Could you retype all of the data below exactly as given?

....

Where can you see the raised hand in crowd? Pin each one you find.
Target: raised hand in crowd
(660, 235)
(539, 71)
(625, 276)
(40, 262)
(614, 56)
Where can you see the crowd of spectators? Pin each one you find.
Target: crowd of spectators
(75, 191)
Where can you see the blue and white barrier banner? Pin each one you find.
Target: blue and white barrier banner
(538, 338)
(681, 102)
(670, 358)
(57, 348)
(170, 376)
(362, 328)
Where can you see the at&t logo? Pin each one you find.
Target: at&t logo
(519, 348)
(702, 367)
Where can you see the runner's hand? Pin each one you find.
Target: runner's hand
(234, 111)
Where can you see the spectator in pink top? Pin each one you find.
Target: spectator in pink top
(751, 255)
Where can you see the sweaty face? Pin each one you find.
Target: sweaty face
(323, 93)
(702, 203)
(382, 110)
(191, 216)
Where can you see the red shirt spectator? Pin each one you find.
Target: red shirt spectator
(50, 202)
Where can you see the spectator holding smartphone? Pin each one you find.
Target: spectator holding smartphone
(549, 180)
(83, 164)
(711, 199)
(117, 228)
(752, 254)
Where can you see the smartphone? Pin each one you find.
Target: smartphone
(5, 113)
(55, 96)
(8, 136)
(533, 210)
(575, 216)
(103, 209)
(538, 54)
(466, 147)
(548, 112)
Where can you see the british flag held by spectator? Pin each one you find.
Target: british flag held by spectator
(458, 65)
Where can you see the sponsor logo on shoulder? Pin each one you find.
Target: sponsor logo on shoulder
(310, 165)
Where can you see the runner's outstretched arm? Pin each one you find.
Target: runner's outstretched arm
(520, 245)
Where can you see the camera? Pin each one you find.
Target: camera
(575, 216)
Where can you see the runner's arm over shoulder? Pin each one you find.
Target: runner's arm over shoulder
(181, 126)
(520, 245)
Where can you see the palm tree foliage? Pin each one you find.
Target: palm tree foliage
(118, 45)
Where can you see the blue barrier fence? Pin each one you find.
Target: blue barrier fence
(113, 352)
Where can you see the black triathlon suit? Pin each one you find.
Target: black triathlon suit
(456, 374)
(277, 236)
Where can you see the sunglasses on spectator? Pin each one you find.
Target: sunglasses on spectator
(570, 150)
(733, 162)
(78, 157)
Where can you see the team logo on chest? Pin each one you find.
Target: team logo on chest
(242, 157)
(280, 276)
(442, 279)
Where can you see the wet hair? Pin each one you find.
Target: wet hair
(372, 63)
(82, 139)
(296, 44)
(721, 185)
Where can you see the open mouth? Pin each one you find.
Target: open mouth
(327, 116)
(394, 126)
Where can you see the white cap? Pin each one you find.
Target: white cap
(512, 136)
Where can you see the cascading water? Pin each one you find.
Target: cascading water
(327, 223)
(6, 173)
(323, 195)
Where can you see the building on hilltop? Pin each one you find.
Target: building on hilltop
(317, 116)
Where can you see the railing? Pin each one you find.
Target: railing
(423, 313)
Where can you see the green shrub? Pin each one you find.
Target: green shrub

....

**Answer below**
Where can you see the raised hand in crowd? Pin each one you find.
Target: raised hand in crowd
(660, 235)
(539, 71)
(625, 276)
(40, 262)
(614, 56)
Where can you see the crowd of spectators? Pin each one you find.
Target: crowd of spectators
(75, 191)
Where can you see the blue and white barrier banner? Pin each one you find.
Target: blue and white barrier banner
(538, 338)
(681, 102)
(670, 358)
(57, 348)
(170, 376)
(362, 328)
Where can you see the at&t logo? Pin each one you find.
Target: at&t logo
(519, 348)
(702, 367)
Where can you see the runner's hand? Pin each one you find.
Target: runner's hand
(234, 111)
Where can you see the spectator in pink top? Pin each one you find.
Target: spectator in pink top
(751, 255)
Where can you see the sweaty face? Pin each one you find.
Target: sweaty face
(323, 93)
(702, 203)
(382, 110)
(191, 216)
Where can you see the red shirt spectator? Pin each one you find.
Target: red shirt spectator
(50, 202)
Where can you see the spectator holding smartphone? Pin each one you find.
Target: spectator holding smartphone
(549, 180)
(83, 164)
(711, 199)
(117, 228)
(752, 254)
Where can you see the smartphone? Pin each one you find.
Target: smartphone
(5, 113)
(55, 96)
(8, 136)
(533, 210)
(575, 216)
(103, 209)
(538, 54)
(466, 147)
(548, 112)
Where can you see the british flag held by spectator? Pin each one you find.
Target: british flag held by spectator
(458, 65)
Where can you see the sponsor logo on shoulder? Pin each one you find.
Target: sponsor logo on shoulder
(310, 165)
Where can you see the runner's outstretched arm? Pin each one you find.
Target: runner's outstretched arm
(520, 245)
Where can you see the camera? Pin each one you find.
Target: camera
(575, 216)
Where can you see the runner's arm over shoulder? Pin each one you find.
Target: runner's arm over shoulder
(181, 126)
(520, 245)
Where can you see the palm tree foliage? Pin each one you find.
Target: palm tree foliage
(118, 45)
Where can you see the blue barrier fence? Pin each one you find.
Target: blue barrier fence
(113, 352)
Where can you see the black triathlon suit? Pin each one you find.
Target: black triathlon suit
(456, 374)
(277, 236)
Where can you see the sunglasses on spectator? Pin each one you find.
Target: sunglasses on spectator
(570, 150)
(733, 162)
(78, 157)
Where can you see the team logo on chest? Pin each one you find.
Target: team logo on chest
(242, 157)
(280, 276)
(442, 279)
Where can you see the wet hair? Pin each one you find.
Target: wet hair
(372, 63)
(82, 139)
(296, 44)
(721, 185)
Where can you see the open mouth? Pin each one you find.
Target: open mouth
(327, 116)
(394, 126)
Where can you see the white cap? Pin each one you find.
Target: white cap
(512, 136)
Where can you see the cascading water? Pin each one you find.
Target: cascading water
(327, 223)
(6, 173)
(323, 195)
Where can you see the building on hilltop? Pin each one you find.
Target: building on hilltop
(317, 116)
Where can you see the railing? Pin each one you find.
Target: railing
(423, 313)
Where can you see the green shrub? Pin each one you find.
Target: green shrub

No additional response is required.